The problem
Every line below that mentions the word "instance" should be copied out.

Input

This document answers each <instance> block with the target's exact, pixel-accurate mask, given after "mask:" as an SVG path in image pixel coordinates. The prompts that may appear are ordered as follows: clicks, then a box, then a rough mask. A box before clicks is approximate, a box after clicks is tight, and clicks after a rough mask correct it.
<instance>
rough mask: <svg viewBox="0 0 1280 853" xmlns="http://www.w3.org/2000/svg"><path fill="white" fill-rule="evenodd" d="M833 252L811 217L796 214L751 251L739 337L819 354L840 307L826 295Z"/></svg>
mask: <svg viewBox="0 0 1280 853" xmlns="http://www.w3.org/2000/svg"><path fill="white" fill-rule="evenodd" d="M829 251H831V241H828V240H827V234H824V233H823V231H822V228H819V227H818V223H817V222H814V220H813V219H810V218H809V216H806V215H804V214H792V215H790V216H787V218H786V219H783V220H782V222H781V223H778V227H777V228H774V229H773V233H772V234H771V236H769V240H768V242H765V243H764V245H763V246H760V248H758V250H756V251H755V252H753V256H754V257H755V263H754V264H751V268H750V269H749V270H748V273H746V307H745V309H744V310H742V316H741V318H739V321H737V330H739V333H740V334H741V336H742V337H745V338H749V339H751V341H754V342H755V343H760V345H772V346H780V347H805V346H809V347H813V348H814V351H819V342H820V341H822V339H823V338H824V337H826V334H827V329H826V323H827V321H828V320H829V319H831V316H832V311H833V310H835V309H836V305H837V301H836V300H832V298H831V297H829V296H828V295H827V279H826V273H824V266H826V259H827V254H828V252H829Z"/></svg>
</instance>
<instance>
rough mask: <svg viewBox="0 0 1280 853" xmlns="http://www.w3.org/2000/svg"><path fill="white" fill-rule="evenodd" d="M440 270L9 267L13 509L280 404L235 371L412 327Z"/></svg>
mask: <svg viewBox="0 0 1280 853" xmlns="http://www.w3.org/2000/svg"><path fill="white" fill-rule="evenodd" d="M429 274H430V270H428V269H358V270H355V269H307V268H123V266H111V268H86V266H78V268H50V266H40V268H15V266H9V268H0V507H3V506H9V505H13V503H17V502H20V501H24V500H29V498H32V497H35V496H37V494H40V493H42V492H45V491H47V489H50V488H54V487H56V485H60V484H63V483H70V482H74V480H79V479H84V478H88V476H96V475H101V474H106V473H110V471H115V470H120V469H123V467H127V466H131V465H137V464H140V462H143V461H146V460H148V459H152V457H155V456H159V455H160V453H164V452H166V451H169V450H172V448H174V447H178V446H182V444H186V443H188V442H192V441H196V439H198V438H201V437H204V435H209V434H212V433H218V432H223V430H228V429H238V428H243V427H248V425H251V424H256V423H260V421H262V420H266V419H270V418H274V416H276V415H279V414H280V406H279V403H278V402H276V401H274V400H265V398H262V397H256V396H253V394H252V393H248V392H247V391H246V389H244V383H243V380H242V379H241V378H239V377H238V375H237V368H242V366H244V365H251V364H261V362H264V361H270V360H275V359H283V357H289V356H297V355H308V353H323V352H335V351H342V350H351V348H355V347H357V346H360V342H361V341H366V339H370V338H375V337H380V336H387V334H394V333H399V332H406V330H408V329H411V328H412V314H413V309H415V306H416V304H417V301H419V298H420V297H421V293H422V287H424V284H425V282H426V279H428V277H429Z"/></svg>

Task answer
This document answers each <instance> block with the target's exact, pixel-accurate mask, given after "mask:" as an SVG path in image pixel coordinates. The prompts that may appear are ordered as follows: clicks, then a box, then a rough mask. A box before clicks is approximate, a box after clicks is tight, and clicks after a rough mask correct it.
<instance>
</instance>
<instance>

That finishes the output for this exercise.